# AIM OF THE TASK
Pick out every line in the rows below that contains the word "utility", and copy each one.

======== STORED RECORDS

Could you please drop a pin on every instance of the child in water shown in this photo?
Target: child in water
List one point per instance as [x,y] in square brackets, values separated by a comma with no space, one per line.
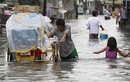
[67,47]
[111,49]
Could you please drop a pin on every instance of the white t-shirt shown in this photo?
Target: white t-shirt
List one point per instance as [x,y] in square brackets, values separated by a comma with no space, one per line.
[93,24]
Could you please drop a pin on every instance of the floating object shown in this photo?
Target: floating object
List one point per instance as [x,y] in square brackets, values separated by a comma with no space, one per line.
[103,36]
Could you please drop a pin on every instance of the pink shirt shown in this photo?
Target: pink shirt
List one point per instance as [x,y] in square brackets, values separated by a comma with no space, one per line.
[111,54]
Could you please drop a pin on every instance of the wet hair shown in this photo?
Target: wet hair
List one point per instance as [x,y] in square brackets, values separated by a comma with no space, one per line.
[94,13]
[60,22]
[112,44]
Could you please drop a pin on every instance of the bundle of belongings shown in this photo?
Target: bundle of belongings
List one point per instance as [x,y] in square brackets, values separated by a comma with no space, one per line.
[27,31]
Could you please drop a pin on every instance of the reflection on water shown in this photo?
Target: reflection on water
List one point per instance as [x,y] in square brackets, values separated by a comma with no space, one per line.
[89,68]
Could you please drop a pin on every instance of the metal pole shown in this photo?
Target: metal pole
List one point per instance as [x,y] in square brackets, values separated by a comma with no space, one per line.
[44,7]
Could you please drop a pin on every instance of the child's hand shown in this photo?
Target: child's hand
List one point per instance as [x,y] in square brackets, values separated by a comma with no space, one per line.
[62,40]
[95,52]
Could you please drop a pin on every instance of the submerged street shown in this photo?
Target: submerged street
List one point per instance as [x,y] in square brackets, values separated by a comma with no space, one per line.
[88,68]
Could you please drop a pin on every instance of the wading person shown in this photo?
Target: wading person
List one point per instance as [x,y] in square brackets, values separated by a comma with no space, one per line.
[67,47]
[93,24]
[111,49]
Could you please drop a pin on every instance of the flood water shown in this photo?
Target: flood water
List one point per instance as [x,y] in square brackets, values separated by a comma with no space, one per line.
[88,68]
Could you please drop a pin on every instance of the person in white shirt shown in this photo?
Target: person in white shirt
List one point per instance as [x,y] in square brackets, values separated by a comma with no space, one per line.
[93,24]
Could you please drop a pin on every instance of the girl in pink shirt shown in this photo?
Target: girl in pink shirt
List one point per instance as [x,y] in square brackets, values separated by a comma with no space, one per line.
[111,49]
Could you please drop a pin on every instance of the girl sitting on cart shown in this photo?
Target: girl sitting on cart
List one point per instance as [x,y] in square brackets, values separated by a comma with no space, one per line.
[66,48]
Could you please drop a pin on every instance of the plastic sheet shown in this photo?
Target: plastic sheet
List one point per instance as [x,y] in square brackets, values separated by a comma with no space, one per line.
[25,31]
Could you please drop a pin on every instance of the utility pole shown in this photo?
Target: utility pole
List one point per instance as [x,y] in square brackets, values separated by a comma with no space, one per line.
[44,7]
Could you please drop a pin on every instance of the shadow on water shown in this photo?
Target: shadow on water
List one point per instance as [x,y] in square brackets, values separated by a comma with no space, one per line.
[63,69]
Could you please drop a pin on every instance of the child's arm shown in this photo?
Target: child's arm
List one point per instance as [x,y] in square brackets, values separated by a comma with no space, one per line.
[122,54]
[102,27]
[49,35]
[63,37]
[97,52]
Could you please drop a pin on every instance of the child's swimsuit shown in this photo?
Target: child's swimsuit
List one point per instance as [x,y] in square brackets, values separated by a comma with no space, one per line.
[111,54]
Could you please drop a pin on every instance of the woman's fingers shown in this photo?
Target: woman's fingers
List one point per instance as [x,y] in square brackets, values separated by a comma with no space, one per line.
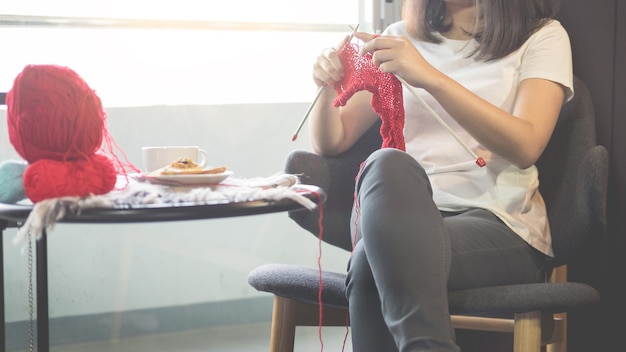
[328,68]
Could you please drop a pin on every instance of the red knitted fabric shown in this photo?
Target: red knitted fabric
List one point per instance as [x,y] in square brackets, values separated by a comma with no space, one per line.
[387,102]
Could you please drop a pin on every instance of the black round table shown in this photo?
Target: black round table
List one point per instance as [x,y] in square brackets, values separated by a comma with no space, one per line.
[12,215]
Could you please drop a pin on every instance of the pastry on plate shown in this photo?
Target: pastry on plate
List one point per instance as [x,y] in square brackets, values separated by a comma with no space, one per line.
[186,166]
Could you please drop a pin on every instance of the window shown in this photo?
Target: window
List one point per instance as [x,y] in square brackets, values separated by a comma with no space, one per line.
[150,52]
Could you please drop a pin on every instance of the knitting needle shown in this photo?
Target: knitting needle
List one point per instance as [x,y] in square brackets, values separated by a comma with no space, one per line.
[479,161]
[318,94]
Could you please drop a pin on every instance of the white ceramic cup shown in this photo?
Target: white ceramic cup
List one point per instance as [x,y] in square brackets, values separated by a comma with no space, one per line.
[157,157]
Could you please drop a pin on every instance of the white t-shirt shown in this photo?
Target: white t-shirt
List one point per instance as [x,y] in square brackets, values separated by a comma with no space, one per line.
[501,187]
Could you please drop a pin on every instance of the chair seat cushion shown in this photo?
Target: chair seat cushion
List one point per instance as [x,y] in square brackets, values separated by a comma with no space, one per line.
[302,283]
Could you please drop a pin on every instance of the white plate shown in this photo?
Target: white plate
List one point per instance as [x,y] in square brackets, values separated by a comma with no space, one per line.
[188,180]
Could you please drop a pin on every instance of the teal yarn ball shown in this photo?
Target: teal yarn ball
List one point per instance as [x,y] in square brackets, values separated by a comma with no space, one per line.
[11,184]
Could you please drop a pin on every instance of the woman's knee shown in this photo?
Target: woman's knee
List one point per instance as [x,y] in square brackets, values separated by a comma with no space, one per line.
[390,164]
[359,273]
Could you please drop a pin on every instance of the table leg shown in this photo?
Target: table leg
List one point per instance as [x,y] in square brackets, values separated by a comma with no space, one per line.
[43,332]
[3,344]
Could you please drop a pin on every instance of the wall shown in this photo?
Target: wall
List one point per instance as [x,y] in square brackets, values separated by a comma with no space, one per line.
[99,269]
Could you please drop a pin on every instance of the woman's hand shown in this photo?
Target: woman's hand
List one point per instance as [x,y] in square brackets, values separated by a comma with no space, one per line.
[328,69]
[397,55]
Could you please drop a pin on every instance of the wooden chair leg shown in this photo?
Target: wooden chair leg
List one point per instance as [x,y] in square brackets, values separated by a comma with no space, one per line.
[558,342]
[289,313]
[283,334]
[527,334]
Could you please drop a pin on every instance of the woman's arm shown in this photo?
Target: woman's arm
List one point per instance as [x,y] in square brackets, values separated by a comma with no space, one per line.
[519,137]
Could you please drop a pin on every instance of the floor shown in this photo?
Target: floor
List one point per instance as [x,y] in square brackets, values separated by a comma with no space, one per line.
[223,339]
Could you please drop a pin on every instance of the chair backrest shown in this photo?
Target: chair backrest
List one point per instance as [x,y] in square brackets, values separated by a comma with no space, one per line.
[573,177]
[572,172]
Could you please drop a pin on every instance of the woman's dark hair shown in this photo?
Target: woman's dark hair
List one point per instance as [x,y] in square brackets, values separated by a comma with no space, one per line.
[504,25]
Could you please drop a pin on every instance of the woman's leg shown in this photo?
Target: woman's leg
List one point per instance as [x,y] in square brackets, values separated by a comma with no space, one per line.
[403,255]
[398,273]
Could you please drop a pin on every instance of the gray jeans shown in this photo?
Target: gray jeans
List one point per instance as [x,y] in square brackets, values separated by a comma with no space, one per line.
[408,255]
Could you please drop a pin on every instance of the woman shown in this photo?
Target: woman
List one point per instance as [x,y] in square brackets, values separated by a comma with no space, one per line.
[430,220]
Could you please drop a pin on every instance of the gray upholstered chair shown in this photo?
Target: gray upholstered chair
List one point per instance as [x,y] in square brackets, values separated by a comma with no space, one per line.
[573,180]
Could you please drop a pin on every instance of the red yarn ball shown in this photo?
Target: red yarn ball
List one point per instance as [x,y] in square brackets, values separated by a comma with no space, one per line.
[53,114]
[51,179]
[56,122]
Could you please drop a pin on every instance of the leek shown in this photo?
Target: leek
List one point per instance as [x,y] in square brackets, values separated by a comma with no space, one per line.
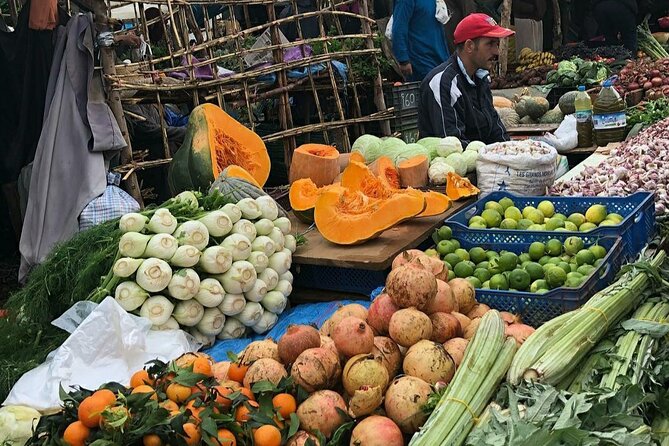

================

# SOLUTION
Could you please drop a pin on every instance of the utility pole shown in this photo?
Target: utility pole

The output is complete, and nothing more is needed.